• Parts of the exercise:
A. In the Noonan navigation debate, what is the lowest altitude in Noonan's refraction table, and what correction does it show?
B. Please continue the Noonan navigation debate from where it stops.

• Provided text:

#####

It would be an error to use the marine sextant only if he had computed data for use with a bubble sextant and then only if he were using the "van Asten sunset/sunrise" method which you have never produced any proof whatsoever that it was ever used by anybody, and this includes you, since you have never used it either.

gl

mr.Noonan actually computed data for using the bubble sextant , namely for the sunset fix . Later @ sunrise he accidentally maintained them , but did not continue the use of the b-sextant , replacing it for observation by unarmed eye , telescope , marine sextant , or whatever it may have been . In EJN 2008 I suggested the marine sextant having been used because of it´s green filter against dazzle .

---------------------------

Mr. van Asten,

Now you are changing your story and talking about a normal sunrise LOP which can be taken with the naked eye by simply observing the upper limb of the sun appear above the visible horizon which, as viewed from an airplane, the sun's altitude is actually below zero. The problem with this is that Noonan did not have a refraction table that showed the refraction correction for altitudes less than 6 degrees above horizontal so would not have been able to make the necessary corrections so as to derive an accurate LOP. The lowest altitude of 6 degrees in his refraction table shows a correction of 8' but for a zero altitude we know that it is 34.5' (you claim 37') He would have been aware of this problem so would not have attempted this. See the refraction correction table in the 1937 edition of H.O. 208 that Noonan was using here:
  https://sites.google.com/site/fredienoonan/resources/navigation-tables-for-mariners-and-aviators-h-o-208-dreisonstok-1937/HO208%281937%29.pdf?attredirects=0

It is because you realized that Noonan's refraction table did not allow a "sunrise" observation that you invented the "van Asten" sunrise" concept since you thought it could be computed with the Nautical Almanac's sunrise table which already incorporated refraction in the computation of the times of sunrise and sunset. Now that you have admitted that you couldn't use the sunrise table to compute an accurate time of sunrise, you are back to trying to have Noonan guess at a refraction correction without a table showing corrections for low altitudes.

You wrote in you 2008 paper:

"The Observation Error Translates to a Virtual
Time Error
Figure 3 represents the situation for 1754:53 GMT
when Noonan, coming from the Nukumanu-Nikunau
night flight, observes sunrise, U.L.H., with the
marine sextant preset (+25'.2 arcmin for 1,000 ft
altitude, green filter) for dip and dazzle."

#####

• Source data:
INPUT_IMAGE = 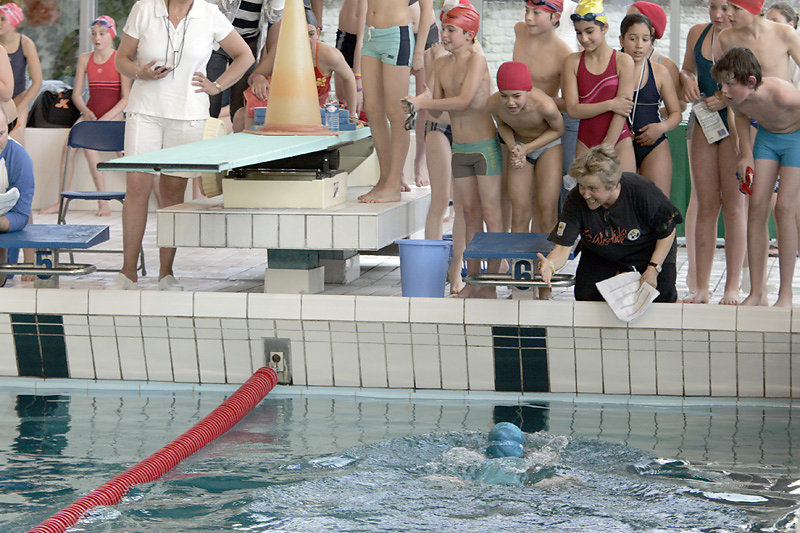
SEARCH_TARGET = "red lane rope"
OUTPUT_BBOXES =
[29,367,278,533]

#####

• Answers to the tasks:
A. The lowest altitude is 6 degrees, with a correction of 8'.

B.
You have the marine sextant set to allow for dip, which is in "van Asten sunrise/sunset" method through which to observe the sun. You did not say that Noonan simply watched the sun appear above the visible horizon.

You can't wiggle out of it now because you have posted way too many times that the problem was caused by Noonan taking the sunrise observation with the marine sextant.

You posted on May 8th on the "Dateline" thread:

"we follow H.O.208 the marine sextant setting for a sunrise observation @ 1,000 ft should be :   I. set the index screw to (+) 31´ by which II. the horizon will show up ahead with the instrument held horizontally"

and there are a plethora of other examples where you clearly wrote that he observed the sunrise with the marine sextant preset to 31'.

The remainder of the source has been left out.